Bounding box data excerpts:
↓↓↓

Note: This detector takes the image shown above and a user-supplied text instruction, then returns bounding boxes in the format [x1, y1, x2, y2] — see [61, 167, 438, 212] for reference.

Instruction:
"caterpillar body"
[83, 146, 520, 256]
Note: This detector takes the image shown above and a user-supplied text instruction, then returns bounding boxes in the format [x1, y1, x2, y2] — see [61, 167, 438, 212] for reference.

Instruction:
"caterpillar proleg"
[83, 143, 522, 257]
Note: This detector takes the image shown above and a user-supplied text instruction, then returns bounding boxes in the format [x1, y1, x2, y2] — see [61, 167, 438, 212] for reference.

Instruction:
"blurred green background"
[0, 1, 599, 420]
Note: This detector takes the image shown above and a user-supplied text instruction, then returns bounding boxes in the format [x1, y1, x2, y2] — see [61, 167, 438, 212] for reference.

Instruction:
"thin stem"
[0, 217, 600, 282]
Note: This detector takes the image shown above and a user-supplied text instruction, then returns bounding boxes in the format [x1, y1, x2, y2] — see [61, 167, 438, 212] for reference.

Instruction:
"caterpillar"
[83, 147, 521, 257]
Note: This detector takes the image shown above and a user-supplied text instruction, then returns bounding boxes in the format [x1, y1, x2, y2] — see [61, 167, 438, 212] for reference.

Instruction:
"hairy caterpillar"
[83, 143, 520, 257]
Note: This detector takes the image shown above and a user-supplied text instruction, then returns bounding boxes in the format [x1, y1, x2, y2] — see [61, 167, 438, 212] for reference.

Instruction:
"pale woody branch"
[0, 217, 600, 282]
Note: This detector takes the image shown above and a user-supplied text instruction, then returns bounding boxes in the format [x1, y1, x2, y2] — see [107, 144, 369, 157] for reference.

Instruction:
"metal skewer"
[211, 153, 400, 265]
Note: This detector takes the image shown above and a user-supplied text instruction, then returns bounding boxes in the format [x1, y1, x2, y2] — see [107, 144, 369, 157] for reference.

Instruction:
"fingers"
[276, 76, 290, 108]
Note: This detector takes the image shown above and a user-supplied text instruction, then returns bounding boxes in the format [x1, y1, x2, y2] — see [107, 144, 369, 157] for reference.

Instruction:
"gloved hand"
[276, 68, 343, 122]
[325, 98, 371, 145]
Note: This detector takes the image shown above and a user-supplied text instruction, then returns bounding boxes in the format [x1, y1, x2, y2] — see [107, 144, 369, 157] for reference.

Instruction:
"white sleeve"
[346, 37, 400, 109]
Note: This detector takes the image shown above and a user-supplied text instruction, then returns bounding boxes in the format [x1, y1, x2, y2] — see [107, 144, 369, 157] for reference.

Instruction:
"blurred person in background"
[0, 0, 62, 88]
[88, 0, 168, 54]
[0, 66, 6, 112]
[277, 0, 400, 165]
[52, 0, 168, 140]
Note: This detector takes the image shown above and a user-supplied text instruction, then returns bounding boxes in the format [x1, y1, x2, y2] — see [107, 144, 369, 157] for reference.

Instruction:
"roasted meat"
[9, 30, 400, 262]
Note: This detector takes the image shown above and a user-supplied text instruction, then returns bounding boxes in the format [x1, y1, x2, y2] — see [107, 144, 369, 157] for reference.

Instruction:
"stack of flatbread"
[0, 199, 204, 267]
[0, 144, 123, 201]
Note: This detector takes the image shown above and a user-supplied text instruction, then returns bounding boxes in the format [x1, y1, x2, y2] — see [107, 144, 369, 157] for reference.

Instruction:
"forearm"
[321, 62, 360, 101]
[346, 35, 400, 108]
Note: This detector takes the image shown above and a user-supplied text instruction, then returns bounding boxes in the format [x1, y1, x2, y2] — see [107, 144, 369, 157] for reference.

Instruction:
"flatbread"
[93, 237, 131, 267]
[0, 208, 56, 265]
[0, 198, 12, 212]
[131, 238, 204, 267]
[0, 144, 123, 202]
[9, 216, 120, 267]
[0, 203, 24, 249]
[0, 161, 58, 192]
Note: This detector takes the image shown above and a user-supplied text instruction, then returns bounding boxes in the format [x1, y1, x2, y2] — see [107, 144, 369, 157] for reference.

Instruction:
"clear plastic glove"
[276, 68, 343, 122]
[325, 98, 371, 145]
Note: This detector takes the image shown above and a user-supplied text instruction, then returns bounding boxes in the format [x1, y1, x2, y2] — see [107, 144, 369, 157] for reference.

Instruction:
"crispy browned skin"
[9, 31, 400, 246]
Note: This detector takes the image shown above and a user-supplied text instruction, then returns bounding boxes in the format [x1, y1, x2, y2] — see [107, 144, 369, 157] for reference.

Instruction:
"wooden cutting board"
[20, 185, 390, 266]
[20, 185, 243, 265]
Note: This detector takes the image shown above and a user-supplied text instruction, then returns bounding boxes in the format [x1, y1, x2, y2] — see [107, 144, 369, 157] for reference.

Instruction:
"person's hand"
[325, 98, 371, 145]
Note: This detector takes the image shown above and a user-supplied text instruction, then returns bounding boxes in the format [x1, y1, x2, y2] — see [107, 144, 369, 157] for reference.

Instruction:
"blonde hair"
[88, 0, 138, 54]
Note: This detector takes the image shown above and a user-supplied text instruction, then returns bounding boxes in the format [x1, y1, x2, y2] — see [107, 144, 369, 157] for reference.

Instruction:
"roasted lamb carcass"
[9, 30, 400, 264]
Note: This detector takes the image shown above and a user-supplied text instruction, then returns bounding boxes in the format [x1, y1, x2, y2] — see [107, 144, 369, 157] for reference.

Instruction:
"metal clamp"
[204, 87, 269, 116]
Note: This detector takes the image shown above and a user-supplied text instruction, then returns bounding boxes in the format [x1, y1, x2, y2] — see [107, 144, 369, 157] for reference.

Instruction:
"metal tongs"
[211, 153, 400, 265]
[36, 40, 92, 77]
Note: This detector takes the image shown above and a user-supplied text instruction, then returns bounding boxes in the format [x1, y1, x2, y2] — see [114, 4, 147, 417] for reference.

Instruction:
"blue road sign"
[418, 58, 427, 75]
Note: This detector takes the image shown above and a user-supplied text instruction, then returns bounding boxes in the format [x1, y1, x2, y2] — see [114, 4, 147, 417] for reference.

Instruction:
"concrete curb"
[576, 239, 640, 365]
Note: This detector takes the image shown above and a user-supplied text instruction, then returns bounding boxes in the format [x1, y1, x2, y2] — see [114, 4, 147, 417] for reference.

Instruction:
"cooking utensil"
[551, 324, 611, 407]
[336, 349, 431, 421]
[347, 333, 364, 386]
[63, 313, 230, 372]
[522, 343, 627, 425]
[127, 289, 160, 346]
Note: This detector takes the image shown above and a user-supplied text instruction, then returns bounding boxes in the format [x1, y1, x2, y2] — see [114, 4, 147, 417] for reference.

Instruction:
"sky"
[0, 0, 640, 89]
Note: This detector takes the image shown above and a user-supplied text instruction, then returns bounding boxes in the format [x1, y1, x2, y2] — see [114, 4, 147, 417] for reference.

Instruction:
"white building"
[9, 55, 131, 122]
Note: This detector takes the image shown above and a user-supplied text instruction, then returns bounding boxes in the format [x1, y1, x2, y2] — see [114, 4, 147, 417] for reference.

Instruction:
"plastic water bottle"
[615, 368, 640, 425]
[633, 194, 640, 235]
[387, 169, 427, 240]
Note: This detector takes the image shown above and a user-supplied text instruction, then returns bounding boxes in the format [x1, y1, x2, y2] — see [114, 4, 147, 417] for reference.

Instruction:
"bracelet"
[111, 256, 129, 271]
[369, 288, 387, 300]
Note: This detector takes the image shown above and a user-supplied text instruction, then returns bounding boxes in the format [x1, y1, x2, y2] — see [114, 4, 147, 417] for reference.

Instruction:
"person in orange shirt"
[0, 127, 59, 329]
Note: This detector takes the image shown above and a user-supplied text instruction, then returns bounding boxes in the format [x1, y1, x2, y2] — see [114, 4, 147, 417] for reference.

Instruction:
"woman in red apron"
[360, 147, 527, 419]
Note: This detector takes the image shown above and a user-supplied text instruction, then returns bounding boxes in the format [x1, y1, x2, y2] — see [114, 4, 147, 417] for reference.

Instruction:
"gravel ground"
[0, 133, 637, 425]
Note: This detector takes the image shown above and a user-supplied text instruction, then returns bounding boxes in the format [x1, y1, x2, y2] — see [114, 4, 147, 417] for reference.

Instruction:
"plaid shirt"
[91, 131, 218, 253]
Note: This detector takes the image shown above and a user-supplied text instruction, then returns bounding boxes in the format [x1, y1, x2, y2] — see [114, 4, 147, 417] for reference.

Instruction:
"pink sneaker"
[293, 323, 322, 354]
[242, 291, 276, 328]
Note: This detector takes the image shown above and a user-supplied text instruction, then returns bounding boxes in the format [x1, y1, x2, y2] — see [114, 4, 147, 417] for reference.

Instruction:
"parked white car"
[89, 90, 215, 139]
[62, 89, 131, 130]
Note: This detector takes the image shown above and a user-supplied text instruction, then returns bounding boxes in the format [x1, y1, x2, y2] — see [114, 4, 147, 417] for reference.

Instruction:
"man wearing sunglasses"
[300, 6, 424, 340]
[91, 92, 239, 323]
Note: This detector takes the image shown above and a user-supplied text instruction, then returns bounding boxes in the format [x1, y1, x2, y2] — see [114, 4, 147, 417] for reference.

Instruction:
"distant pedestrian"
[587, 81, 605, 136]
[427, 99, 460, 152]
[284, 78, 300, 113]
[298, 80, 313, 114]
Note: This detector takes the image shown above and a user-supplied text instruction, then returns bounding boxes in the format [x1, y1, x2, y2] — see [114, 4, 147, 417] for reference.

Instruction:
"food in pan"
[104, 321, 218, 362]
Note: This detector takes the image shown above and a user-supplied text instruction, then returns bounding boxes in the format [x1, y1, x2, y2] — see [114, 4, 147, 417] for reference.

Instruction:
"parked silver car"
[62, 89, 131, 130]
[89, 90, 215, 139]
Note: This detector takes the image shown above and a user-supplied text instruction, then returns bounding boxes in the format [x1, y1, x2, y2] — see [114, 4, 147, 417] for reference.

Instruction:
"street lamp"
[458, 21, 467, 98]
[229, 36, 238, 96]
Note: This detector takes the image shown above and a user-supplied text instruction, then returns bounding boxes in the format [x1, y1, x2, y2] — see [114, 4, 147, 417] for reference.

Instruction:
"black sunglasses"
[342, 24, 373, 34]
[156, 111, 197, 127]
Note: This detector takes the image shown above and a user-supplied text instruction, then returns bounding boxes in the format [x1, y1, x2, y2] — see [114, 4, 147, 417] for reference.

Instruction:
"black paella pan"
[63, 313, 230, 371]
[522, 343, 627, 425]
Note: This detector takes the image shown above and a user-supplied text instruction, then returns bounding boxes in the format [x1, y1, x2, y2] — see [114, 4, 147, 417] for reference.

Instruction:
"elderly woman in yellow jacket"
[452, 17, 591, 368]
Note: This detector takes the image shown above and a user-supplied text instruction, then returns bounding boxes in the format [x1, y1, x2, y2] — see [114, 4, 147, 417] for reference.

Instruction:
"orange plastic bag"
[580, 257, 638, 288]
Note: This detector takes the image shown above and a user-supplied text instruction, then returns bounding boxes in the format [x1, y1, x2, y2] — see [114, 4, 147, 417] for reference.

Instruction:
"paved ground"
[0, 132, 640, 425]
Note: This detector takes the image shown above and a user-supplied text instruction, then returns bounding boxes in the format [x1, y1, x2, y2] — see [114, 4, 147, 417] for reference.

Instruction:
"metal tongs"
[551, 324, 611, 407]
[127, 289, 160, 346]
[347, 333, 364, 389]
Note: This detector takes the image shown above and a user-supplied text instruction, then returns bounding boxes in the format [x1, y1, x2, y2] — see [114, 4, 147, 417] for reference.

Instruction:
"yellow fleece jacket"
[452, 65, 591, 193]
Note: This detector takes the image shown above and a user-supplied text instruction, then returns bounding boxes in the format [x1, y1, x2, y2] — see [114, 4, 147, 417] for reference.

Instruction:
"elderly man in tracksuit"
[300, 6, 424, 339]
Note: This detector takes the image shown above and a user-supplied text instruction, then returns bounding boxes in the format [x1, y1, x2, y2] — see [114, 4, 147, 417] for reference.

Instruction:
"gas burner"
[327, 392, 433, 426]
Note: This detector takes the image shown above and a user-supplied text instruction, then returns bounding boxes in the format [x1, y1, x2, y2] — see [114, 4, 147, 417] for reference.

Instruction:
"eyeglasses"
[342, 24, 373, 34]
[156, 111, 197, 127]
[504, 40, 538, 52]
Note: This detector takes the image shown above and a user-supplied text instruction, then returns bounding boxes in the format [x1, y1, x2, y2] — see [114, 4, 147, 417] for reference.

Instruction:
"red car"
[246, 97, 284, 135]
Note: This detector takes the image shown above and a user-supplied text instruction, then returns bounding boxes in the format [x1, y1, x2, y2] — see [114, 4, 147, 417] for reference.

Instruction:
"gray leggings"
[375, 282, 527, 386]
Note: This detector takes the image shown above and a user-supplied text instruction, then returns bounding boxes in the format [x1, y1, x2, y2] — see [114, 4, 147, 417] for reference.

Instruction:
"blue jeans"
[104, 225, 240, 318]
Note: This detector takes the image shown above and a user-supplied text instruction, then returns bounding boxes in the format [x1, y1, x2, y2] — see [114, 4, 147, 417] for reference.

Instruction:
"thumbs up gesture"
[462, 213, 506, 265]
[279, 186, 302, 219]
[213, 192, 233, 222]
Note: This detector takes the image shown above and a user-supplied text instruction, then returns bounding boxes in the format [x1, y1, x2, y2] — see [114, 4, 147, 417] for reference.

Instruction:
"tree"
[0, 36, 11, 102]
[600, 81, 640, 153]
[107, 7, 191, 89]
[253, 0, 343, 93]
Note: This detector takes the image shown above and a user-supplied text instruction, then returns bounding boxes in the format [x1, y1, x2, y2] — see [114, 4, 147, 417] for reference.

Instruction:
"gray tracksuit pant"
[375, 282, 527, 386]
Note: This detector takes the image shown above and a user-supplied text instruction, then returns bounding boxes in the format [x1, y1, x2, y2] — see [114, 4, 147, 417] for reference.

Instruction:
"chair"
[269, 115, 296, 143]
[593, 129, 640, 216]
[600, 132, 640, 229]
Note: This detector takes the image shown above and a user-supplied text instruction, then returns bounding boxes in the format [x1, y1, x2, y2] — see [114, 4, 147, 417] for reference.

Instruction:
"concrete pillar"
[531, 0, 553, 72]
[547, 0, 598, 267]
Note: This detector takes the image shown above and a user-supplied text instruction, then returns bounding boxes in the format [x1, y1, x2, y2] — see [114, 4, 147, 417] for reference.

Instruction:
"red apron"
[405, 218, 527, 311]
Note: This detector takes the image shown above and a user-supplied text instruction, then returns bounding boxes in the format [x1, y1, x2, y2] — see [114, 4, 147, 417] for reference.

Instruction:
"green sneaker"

↑↑↑

Problem to solve: Count the lines of the records that contain the word "elderly". Give only the number.

Exercise response: 2